--- Set task 1 ---
Retype the part of the forum thread on reviewing books by friends and family from "In reply to an earlier post on 6 Mar 2013 16:00:18" to "been totally unethical.".
--- Set task 2 ---
Write the next part of the forum thread on reviewing books by friends and family, starting where it stops.

--- Provided text ---
---*---

In reply to an earlier post on 6 Mar 2013 14:53:24 GMT
I Readalot says:
Just imagining this situation - someone's mum writes a terrible book, daughter (or son) writes a completely honest review saying it is terrible, don't think it would go down too well somehow, although the fallout (and possible murder) could be a plot for a crime novel.

In reply to an earlier post on 6 Mar 2013 14:53:28 GMT
Waspolly says:
I would certainly give a 'good review' for a book written by a close friend. But I would give no review at all if I hadn't enjoyed it! What is wrong with saying you have enjoyed reading something if you genuinely enjoyed it? Isn't that what reviews are all about? Or does Amazon automatically believe that 'good reviews' are only written by F & F?

Posted on 6 Mar 2013 15:58:19 GMT
I Readalot says:
It isn't a case of 'Amazon' believing or not believing, it is simply a company with regulations, but customer's are likely not to trust a 5* 'this is wonderful' review written by friends or family of the author and such reviews do not benefit the author at all. The majority of reviews on Amazon are completely impartial.

In reply to an earlier post on 6 Mar 2013 16:00:18 GMT
Sou'Wester says:
That defeats the whole object of a review. It is just as important (possibly more so) to warn fellow customers away from inferior material as it is to commend good work. I used to do quite a lot of book reviews for a specialist magazine but was absolutely scrupulous in declining to review any publication in which a friend had been involved; for me, to do otherwise would have been totally unethical.

---*---

--- Listed entries ---
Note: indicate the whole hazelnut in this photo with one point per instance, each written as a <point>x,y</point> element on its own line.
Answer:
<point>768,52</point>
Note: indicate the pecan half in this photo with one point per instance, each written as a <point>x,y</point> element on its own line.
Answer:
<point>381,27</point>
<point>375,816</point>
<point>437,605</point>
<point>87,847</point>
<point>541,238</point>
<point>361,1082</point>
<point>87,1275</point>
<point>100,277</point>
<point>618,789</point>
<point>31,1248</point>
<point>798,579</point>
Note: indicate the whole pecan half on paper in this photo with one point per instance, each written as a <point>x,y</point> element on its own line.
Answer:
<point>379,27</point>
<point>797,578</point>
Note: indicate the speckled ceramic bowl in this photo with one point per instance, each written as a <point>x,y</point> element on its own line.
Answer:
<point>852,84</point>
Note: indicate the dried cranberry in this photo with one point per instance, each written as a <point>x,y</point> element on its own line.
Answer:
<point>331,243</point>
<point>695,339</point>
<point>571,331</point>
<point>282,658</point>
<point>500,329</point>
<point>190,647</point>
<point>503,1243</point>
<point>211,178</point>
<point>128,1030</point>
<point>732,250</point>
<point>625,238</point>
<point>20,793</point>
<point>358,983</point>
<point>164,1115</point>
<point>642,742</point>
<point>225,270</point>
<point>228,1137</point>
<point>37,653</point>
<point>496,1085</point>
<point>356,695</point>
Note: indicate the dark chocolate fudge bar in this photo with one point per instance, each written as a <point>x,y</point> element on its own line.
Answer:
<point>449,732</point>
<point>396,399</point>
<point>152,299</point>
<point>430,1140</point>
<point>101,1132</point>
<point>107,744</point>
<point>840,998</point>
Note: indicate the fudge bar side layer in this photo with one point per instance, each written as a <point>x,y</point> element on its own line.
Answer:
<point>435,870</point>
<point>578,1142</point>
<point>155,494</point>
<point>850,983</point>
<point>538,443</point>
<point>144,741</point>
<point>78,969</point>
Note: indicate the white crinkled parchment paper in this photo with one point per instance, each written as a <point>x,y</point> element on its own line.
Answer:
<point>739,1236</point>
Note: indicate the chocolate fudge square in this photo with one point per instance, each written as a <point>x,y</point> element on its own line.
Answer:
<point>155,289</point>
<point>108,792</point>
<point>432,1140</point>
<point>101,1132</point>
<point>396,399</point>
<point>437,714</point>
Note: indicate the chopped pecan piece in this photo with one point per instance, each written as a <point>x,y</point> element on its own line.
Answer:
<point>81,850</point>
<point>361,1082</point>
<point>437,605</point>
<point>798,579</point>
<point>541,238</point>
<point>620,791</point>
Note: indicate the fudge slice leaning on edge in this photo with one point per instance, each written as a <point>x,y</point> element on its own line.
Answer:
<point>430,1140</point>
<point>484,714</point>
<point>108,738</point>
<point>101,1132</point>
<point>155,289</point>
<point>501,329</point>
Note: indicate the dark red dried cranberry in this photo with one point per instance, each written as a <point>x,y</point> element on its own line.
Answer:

---*---

--- Expected answer 1 ---
In reply to an earlier post on 6 Mar 2013 16:00:18 GMT
Sou'Wester says:
That defeats the whole object of a review. It is just as important (possibly more so) to warn fellow customers away from inferior material as it is to commend good work. I used to do quite a lot of book reviews for a specialist magazine but was absolutely scrupulous in declining to review any publication in which a friend had been involved; for me, to do otherwise would have been totally unethical.

--- Expected answer 2 ---
One of the big problems with Amazon reviews of self-published work is the disproportionate number of glowing 5* commendations; it's absolutely nonsensical when you compare it with reviews of much better-known works where there is usually a much more realistic cross-section of opinion.
We should remember that reviews are there for the benefit of customers; not to flatter writers' egos.

In reply to an earlier post on 6 Mar 2013 17:33:59 GMT
Marand says:
I agree entirely. I don't think authors realise the extent to which a bunch of F&F reviews can actually be off-putting.

I came across an SP book the other day which had 26 five star reviews within a fortnight of publication. Of the reviewers 24 had never reviewed another book and the two who had posted other reviews, had posted reviews of children's toys on the same day! The subject matter had appealed to me but with this level of dubious reviews I just passed on it.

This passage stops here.